▸ AIM OF THE TASK
Switch each "sedan" in the lines below to "hatchback" and leave everything else unchanged. Omit the pictures from your copy.
== PROVIDED DATA ==
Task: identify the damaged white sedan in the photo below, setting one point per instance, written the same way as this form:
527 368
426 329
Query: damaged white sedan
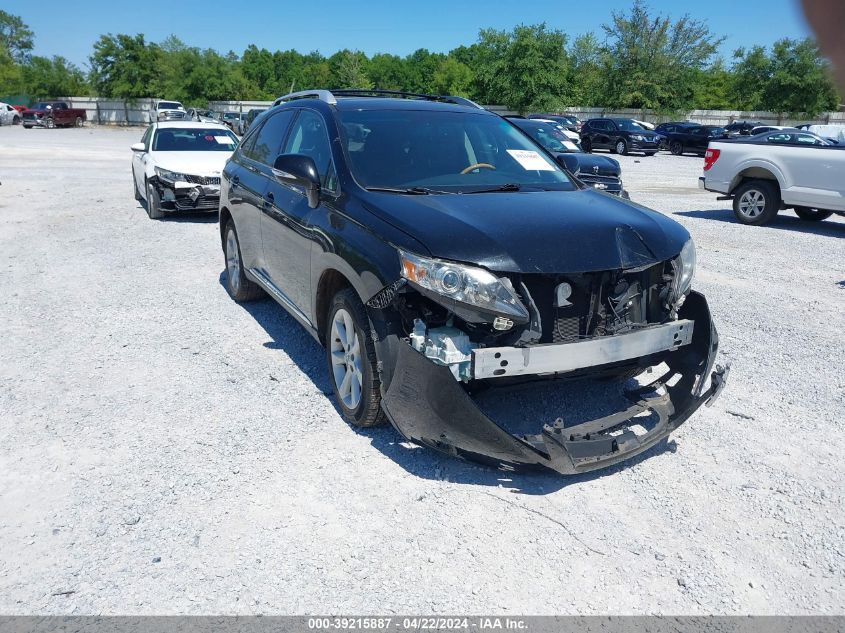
176 167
===
▸ REPLY TO THE TASK
Task: identify the damaged white hatchback in the photo below, setting one point per instance, written the same way as this form:
527 368
426 329
Query: damaged white hatchback
176 167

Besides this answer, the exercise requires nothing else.